### 課題 1
長寿医療制度についての文章によると、長寿医療制度はいつ始まりましたか。
### 課題 2
長寿医療制度についての文章から、「平成20年3月までの老人保健」で始まり「については人それぞれでした。」で終わる部分を一字一句変えずに引用しなさい。

年齢とともに負担が大きくなる医療費。長寿医療制度からの給付は?

年齢とともに負担が大きくなる医療費。長寿医療制度からの給付は?

長寿医療制度は平成20年4月に始まりました。長寿医療制度が始まる以前は老人保健制度により高齢者医療は行われてきましたが、長寿医療制度はどんなところが違うのかはじめにみてみましょう。

平成20年3月までの老人保健制度とは独立した「保険」制度ではなく、健康保険や国民健康保険などの各医療保険制度に加入している人のうち、原則75歳以上の人が受けられる医療と自己負担を共通化する制度でした。加入する医療保険制度が異なるので、国民健康保険の被保険者として国民健康保険料を納付している人、健康保険に被保険者として加入して保険料を納付する人、健康保険に加入する家族の被扶養者になって保険料は負担しない人など、保険料の負担については人それぞれでした。

(自然言語による領域の説明)
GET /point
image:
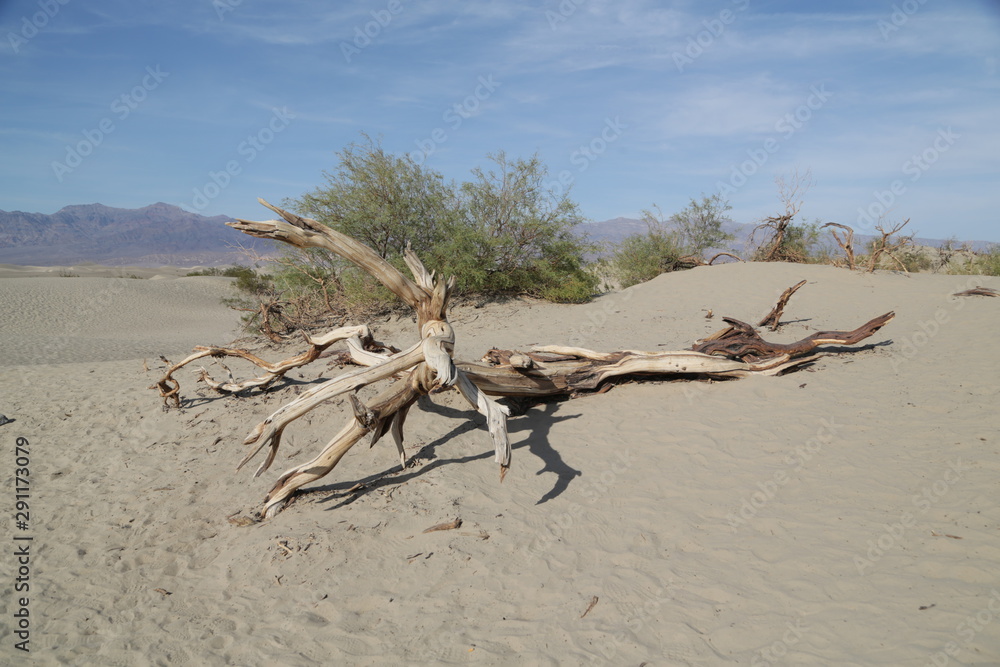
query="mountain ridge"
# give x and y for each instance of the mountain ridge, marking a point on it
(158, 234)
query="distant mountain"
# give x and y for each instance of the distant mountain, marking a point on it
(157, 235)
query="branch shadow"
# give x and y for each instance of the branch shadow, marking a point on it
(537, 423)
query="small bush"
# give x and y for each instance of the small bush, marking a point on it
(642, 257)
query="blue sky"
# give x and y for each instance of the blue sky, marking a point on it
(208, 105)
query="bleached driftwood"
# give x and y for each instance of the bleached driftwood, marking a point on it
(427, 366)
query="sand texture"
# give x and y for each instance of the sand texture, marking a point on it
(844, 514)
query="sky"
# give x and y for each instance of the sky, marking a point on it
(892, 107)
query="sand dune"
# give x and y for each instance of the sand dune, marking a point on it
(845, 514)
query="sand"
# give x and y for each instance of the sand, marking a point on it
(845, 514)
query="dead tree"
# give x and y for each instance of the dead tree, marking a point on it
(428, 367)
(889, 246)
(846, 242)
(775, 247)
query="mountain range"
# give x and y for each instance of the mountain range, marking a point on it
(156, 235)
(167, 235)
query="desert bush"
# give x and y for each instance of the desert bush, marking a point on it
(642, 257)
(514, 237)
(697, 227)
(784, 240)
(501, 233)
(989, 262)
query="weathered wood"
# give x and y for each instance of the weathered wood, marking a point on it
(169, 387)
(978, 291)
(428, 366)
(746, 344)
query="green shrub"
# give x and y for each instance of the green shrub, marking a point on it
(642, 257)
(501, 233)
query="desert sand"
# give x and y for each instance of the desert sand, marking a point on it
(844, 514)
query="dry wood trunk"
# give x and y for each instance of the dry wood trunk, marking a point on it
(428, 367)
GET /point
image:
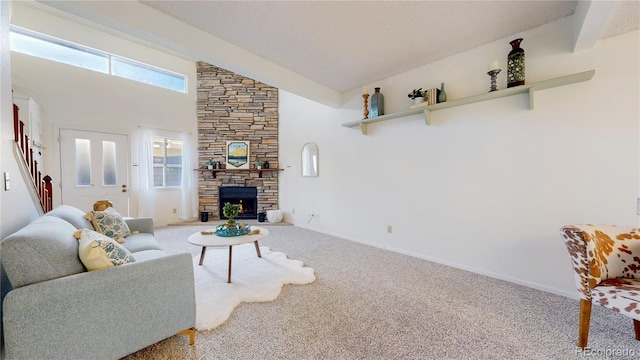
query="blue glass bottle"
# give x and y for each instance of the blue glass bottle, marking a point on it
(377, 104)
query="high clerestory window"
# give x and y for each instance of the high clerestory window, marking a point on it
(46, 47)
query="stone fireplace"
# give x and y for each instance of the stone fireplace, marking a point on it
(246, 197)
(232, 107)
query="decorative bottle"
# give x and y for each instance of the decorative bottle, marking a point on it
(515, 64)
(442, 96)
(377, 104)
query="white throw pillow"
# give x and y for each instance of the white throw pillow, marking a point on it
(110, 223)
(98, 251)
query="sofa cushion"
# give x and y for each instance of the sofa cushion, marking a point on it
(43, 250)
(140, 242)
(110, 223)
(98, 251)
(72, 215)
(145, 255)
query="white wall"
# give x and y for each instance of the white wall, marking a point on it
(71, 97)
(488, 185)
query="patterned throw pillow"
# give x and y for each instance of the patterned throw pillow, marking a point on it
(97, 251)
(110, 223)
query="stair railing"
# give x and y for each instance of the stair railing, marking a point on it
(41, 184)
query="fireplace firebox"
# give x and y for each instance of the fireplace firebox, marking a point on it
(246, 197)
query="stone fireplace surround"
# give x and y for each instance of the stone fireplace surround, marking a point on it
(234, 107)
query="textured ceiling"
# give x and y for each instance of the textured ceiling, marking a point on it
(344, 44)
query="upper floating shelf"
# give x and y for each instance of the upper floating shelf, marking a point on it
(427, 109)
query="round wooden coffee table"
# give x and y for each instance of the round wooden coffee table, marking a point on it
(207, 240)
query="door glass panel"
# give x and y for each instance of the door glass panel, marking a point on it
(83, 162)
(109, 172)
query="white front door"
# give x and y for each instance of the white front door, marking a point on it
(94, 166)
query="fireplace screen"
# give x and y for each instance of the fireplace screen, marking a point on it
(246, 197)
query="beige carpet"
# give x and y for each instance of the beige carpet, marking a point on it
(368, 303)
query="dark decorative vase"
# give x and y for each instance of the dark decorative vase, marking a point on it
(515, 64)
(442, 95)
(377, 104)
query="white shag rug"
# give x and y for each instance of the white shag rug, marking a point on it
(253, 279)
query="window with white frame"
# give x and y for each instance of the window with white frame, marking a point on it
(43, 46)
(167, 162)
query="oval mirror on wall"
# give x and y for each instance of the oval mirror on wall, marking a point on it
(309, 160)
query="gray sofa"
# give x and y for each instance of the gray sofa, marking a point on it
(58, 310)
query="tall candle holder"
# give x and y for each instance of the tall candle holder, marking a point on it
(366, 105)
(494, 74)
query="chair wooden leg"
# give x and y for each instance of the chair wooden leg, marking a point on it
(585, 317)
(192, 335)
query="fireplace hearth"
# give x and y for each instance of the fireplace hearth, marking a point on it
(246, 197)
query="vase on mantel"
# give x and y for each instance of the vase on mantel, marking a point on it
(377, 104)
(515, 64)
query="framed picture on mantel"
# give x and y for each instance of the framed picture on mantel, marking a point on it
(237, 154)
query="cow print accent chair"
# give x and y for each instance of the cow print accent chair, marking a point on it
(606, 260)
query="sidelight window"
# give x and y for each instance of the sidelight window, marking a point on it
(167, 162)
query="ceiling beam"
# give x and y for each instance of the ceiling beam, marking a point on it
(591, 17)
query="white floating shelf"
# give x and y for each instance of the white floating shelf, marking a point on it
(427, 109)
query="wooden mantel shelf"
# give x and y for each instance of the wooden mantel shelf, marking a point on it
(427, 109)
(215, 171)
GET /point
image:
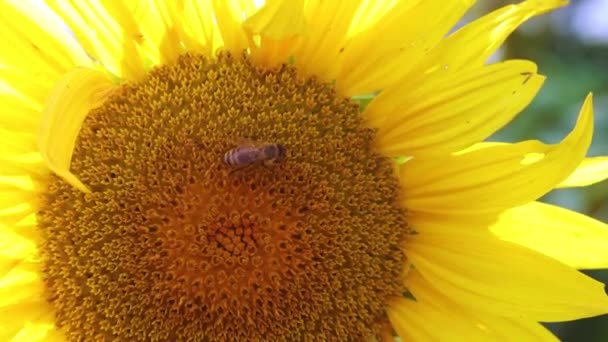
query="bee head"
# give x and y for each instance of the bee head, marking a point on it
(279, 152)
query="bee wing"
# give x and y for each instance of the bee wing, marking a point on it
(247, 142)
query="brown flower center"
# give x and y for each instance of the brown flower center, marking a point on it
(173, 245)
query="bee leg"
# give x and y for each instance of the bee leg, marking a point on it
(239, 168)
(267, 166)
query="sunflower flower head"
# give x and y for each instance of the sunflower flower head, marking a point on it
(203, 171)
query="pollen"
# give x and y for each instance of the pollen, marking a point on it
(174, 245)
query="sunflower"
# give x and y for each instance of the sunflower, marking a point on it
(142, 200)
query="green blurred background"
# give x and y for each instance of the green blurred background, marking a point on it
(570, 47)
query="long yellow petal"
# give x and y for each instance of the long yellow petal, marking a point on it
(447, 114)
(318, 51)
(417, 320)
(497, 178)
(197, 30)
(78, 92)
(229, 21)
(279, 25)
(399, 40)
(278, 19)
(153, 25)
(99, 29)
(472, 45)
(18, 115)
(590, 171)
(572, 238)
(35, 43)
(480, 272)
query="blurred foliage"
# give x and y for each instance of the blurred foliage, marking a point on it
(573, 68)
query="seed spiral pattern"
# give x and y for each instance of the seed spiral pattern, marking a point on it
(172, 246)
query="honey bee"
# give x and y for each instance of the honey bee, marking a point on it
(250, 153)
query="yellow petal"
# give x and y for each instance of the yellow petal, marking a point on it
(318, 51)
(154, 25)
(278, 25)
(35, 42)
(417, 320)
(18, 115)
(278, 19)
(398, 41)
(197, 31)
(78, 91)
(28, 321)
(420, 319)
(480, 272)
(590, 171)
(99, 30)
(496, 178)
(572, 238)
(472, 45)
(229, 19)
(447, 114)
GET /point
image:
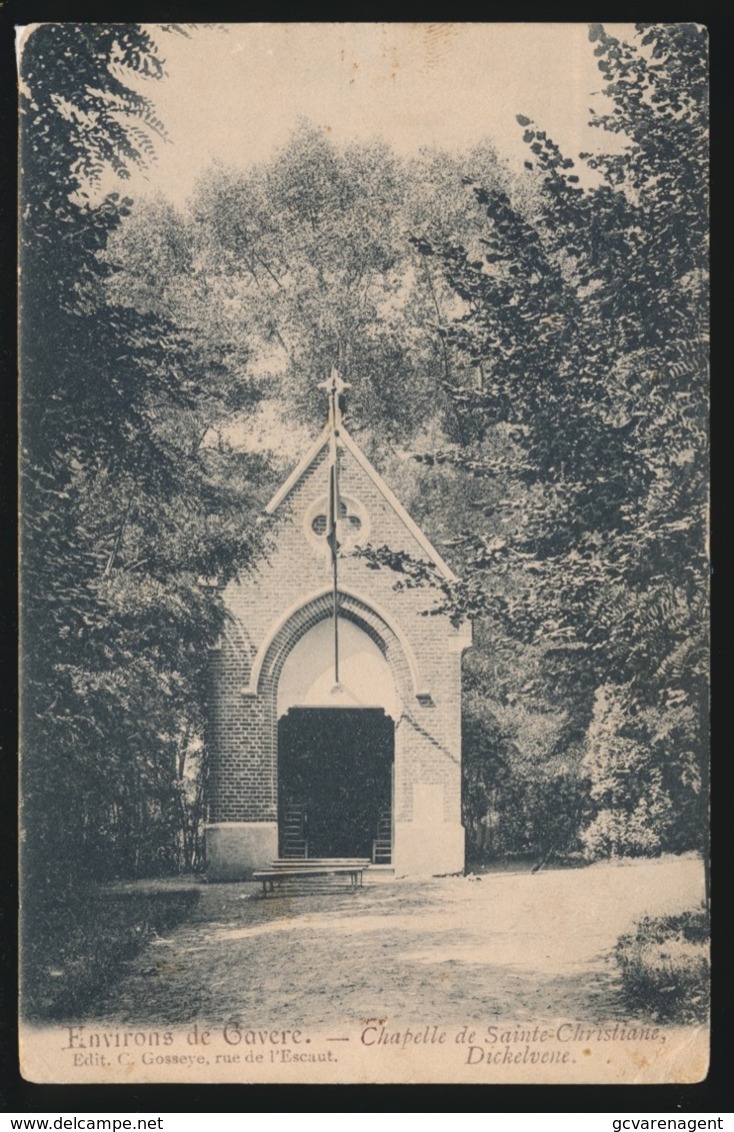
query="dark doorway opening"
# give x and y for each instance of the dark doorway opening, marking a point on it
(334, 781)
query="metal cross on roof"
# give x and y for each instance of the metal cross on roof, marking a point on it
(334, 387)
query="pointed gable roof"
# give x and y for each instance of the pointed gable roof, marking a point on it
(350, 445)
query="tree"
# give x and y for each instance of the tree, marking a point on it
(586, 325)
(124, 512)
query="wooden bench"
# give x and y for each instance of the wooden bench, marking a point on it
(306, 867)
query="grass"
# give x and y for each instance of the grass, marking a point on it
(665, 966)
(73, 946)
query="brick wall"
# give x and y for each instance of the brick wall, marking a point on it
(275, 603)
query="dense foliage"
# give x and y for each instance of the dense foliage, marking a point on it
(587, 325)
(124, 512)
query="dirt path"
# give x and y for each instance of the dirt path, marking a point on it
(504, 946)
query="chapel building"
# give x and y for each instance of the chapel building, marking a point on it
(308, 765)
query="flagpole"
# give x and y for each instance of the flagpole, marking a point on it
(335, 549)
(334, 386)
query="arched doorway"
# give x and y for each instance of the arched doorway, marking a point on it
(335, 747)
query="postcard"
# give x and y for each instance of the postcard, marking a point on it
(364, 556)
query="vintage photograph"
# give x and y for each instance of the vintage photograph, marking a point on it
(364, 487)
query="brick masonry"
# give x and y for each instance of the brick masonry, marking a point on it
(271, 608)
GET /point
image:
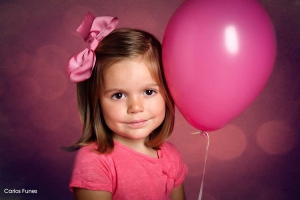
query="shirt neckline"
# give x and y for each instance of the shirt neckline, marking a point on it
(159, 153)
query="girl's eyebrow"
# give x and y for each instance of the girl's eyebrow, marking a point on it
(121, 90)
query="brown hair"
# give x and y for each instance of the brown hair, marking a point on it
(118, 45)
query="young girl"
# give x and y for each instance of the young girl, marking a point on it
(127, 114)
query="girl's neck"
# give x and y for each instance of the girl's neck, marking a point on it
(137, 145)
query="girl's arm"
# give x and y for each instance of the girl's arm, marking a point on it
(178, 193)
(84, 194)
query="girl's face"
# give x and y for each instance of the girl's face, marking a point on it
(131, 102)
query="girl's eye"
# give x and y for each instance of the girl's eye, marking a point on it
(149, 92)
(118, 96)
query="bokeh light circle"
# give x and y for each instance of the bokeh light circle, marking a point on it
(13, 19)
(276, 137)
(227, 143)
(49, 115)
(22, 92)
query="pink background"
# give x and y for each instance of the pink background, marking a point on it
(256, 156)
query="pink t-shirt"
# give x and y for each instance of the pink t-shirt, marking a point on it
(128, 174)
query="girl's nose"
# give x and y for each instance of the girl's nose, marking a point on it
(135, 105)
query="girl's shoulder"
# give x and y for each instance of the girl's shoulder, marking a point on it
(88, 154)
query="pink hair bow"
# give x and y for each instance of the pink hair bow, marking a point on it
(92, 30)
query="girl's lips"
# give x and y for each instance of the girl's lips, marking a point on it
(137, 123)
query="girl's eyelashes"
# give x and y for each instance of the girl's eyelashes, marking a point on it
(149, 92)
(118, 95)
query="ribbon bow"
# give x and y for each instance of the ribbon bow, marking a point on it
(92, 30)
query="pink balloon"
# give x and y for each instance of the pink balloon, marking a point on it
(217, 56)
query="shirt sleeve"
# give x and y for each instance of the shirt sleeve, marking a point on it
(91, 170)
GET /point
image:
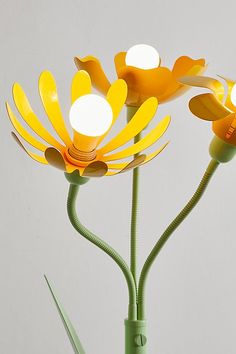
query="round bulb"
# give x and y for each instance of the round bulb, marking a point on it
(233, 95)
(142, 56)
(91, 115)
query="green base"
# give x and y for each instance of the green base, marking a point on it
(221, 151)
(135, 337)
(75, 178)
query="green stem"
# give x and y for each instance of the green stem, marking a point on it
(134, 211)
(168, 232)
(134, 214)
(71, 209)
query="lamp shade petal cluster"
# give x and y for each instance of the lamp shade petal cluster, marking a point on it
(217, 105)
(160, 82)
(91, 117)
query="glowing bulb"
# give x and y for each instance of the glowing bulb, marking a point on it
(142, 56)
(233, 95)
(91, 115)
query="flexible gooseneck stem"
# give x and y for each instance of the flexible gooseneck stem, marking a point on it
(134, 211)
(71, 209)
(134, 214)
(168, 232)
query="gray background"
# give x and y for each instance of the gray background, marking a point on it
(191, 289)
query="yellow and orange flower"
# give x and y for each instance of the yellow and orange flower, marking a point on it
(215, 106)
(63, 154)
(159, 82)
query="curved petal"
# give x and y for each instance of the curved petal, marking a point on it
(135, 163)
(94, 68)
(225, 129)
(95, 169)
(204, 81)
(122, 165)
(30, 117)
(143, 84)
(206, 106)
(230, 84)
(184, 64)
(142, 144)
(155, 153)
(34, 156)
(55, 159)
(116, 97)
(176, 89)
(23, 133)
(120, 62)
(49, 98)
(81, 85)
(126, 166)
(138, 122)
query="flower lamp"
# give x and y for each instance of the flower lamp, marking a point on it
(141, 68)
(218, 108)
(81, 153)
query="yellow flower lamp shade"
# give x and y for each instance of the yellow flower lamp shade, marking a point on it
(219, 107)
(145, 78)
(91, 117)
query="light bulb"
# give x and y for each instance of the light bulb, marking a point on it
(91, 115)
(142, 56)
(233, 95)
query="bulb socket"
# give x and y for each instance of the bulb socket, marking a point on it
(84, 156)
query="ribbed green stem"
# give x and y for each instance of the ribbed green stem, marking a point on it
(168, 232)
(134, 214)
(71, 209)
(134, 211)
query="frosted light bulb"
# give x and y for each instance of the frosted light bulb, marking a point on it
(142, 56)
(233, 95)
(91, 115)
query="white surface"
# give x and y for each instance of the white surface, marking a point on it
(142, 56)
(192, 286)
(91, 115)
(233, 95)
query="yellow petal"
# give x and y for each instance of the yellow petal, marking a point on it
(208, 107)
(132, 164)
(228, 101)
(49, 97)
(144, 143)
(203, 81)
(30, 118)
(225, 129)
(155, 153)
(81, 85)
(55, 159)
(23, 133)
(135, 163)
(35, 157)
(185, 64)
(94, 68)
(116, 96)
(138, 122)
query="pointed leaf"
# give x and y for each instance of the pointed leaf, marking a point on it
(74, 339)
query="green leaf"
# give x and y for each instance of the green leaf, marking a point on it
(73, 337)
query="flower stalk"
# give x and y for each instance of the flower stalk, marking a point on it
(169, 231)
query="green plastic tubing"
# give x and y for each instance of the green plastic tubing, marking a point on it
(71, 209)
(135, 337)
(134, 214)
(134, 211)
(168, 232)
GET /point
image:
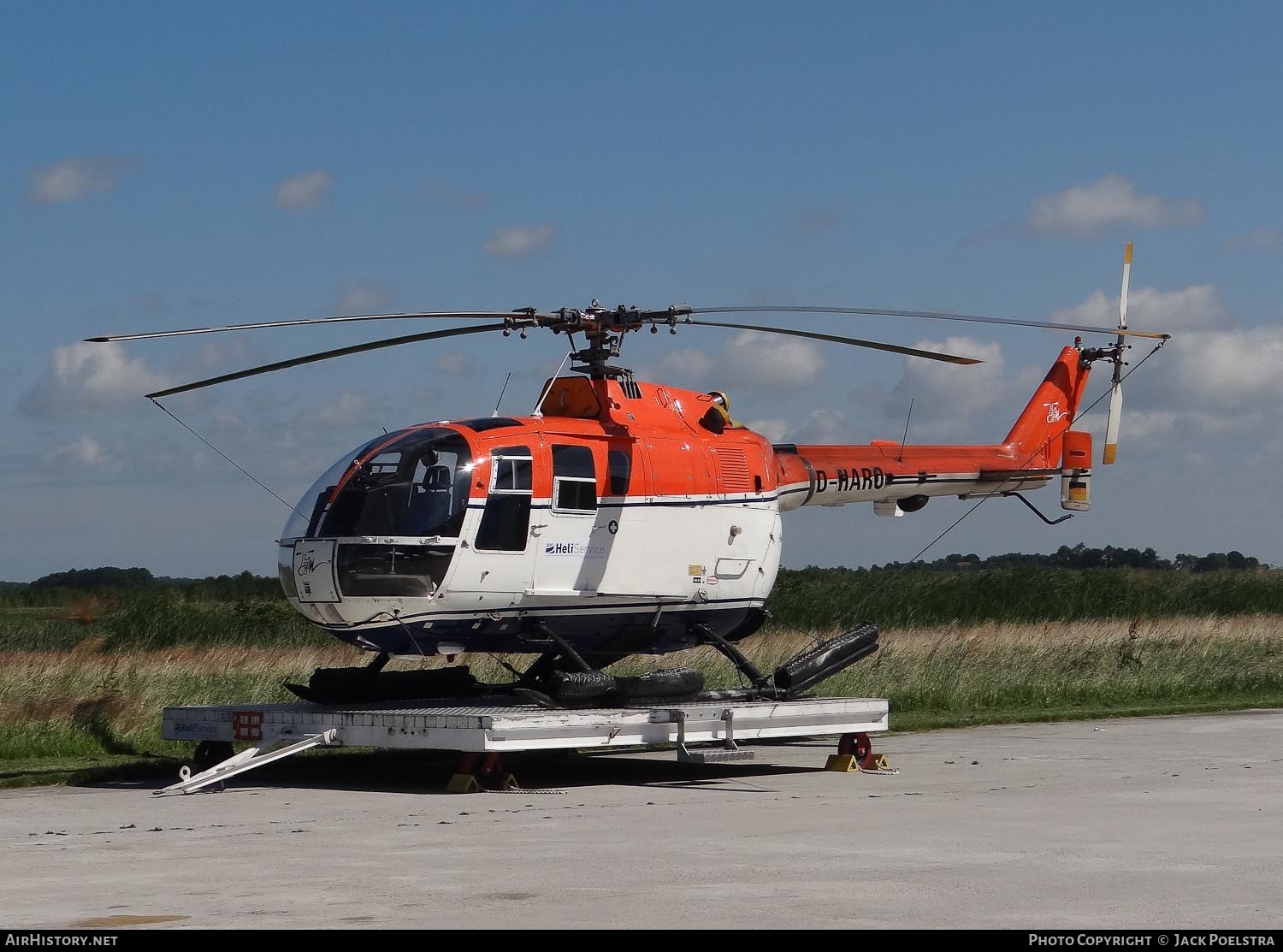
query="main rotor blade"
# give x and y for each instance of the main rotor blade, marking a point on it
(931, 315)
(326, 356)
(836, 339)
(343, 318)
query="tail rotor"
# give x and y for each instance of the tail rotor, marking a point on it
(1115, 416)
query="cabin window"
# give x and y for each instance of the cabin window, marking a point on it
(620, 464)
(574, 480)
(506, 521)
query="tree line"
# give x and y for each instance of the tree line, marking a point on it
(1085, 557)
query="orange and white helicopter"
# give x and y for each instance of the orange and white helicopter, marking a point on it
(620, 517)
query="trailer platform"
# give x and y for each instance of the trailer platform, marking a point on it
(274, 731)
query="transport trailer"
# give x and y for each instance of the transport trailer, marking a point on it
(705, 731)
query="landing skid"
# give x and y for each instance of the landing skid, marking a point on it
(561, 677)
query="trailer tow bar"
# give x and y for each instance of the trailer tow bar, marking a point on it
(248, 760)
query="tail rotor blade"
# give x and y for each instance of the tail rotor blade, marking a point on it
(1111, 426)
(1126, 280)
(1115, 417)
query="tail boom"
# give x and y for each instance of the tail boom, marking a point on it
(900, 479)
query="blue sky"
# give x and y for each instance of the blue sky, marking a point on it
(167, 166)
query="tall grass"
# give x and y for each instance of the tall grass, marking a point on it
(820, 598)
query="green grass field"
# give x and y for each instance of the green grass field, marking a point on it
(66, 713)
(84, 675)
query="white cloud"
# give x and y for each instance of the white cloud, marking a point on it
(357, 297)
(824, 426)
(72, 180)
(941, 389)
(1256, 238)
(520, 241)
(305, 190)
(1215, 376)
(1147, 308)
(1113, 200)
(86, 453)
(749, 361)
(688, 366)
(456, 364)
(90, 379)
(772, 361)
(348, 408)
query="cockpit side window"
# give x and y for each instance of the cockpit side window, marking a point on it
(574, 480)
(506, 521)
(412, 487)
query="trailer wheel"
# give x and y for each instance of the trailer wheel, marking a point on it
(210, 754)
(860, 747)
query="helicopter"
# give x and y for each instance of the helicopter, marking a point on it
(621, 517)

### 記述解答 1
平成20年4月に始まりました。

### 記述解答 2
平成20年3月までの老人保健制度とは独立した「保険」制度ではなく、健康保険や国民健康保険などの各医療保険制度に加入している人のうち、原則75歳以上の人が受けられる医療と自己負担を共通化する制度でした。加入する医療保険制度が異なるので、国民健康保険の被保険者として国民健康保険料を納付している人、健康保険に被保険者として加入して保険料を納付する人、健康保険に加入する家族の被扶養者になって保険料は負担しない人など、保険料の負担については人それぞれでした。